- Problem requirements:
Lay out every line of the entries below as a Markdown table with two columns, Row (a running number) and Text (the line itself), leaving out blank lines.

- Supplied data:
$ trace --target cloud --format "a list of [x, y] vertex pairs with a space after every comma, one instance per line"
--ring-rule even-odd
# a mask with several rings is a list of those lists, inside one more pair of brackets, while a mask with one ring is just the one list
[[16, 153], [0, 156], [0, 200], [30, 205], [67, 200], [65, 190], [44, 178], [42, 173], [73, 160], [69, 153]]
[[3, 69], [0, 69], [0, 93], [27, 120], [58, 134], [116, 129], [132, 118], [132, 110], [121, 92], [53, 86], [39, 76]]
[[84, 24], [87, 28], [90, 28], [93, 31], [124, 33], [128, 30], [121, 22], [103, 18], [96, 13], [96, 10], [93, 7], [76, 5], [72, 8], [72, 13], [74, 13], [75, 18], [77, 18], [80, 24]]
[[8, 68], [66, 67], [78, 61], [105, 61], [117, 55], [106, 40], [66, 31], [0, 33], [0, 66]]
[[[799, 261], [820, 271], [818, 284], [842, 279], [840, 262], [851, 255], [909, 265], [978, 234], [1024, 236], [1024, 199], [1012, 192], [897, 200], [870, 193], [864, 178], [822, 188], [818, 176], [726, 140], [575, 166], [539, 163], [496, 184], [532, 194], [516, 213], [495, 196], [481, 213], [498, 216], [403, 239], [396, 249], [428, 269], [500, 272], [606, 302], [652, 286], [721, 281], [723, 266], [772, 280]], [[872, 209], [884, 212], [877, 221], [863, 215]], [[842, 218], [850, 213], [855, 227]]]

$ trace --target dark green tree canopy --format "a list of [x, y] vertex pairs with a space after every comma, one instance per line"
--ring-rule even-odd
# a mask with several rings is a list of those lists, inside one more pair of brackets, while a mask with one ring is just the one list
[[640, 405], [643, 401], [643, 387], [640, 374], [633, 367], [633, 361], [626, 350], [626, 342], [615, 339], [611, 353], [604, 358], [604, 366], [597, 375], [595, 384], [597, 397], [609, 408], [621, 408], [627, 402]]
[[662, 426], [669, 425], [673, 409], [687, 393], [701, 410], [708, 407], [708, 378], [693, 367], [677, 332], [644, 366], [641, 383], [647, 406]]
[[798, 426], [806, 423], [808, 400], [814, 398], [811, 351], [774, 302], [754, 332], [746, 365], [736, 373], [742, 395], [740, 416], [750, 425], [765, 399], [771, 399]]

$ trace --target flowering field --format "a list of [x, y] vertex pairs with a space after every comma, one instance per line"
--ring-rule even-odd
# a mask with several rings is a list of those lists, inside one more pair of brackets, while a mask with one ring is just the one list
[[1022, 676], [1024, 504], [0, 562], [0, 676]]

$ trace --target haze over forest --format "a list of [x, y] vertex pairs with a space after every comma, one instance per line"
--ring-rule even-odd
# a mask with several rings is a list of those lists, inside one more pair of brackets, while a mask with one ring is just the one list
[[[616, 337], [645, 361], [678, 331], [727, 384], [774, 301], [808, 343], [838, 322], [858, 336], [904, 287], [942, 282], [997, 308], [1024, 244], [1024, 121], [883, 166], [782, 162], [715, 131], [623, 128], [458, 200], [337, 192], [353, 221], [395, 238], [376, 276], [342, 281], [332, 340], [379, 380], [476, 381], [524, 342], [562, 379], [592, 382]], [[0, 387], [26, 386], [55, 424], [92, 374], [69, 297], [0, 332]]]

- Task output:
| Row | Text |
|---|---|
| 1 | $ trace --target cloud --format "a list of [x, y] vertex pairs with a space after every comma, one instance per line" |
| 2 | --ring-rule even-odd |
| 3 | # a mask with several rings is a list of those lists, inside one more pair of brackets, while a mask with one ring is just the one list |
| 4 | [[16, 153], [0, 156], [0, 200], [30, 205], [67, 200], [65, 190], [44, 178], [42, 173], [73, 160], [69, 153]] |
| 5 | [[3, 69], [0, 69], [0, 93], [27, 120], [58, 134], [116, 129], [132, 118], [132, 110], [121, 92], [53, 86], [39, 76]] |
| 6 | [[84, 24], [87, 28], [90, 28], [93, 31], [124, 33], [128, 30], [121, 22], [103, 18], [96, 13], [96, 10], [93, 7], [76, 5], [72, 8], [72, 13], [74, 13], [75, 18], [77, 18], [80, 24]] |
| 7 | [[8, 68], [66, 67], [78, 61], [105, 61], [117, 55], [106, 40], [66, 31], [0, 33], [0, 66]] |
| 8 | [[[799, 261], [820, 271], [818, 284], [842, 279], [840, 262], [851, 255], [909, 265], [978, 234], [1024, 236], [1024, 199], [1012, 192], [897, 200], [870, 193], [864, 178], [822, 188], [818, 176], [726, 140], [575, 166], [539, 163], [496, 184], [532, 194], [516, 213], [495, 196], [481, 213], [498, 216], [403, 239], [396, 249], [428, 269], [500, 272], [606, 302], [652, 286], [721, 281], [723, 266], [772, 280]], [[872, 209], [884, 212], [877, 221], [863, 215]], [[842, 218], [850, 213], [855, 227]]] |
| 9 | $ trace --target dark green tree canopy --format "a list of [x, y] vertex pairs with a space after every comma, one instance per line" |
| 10 | --ring-rule even-odd |
| 11 | # a mask with several rings is a list of those lists, inside one more pair of brackets, while a mask with one ring is just the one list |
| 12 | [[640, 405], [643, 401], [643, 387], [640, 374], [633, 367], [633, 361], [626, 350], [626, 342], [615, 339], [611, 353], [604, 358], [604, 366], [597, 375], [595, 384], [597, 397], [609, 408], [621, 408], [627, 402]] |
| 13 | [[662, 426], [669, 425], [673, 409], [687, 393], [701, 410], [708, 407], [708, 378], [693, 367], [677, 332], [644, 366], [641, 383], [647, 406]] |
| 14 | [[798, 426], [806, 423], [808, 400], [814, 398], [811, 351], [774, 302], [754, 332], [746, 365], [736, 373], [742, 395], [740, 416], [750, 425], [765, 399], [771, 399]] |
| 15 | $ trace --target flowering field --format "a list of [x, y] vertex pairs with a space after every comma, one instance per line" |
| 16 | --ring-rule even-odd |
| 17 | # a mask with several rings is a list of those lists, inside one more pair of brackets, while a mask with one ring is just the one list |
| 18 | [[1022, 676], [1024, 504], [0, 562], [0, 676]] |
| 19 | $ trace --target haze over forest --format "a list of [x, y] vertex pairs with a space after every comma, one instance per line" |
| 20 | --ring-rule even-odd |
| 21 | # a mask with several rings is a list of those lists, inside one more pair of brackets, while a mask with one ring is just the one list |
| 22 | [[[616, 337], [645, 361], [678, 331], [727, 384], [774, 301], [808, 343], [838, 322], [858, 336], [904, 287], [942, 282], [997, 308], [1024, 244], [1024, 121], [883, 166], [782, 162], [715, 131], [623, 128], [458, 200], [337, 192], [353, 221], [395, 238], [376, 276], [342, 281], [332, 340], [379, 380], [476, 381], [524, 342], [562, 379], [592, 382]], [[0, 387], [26, 386], [55, 424], [92, 374], [69, 297], [0, 332]]] |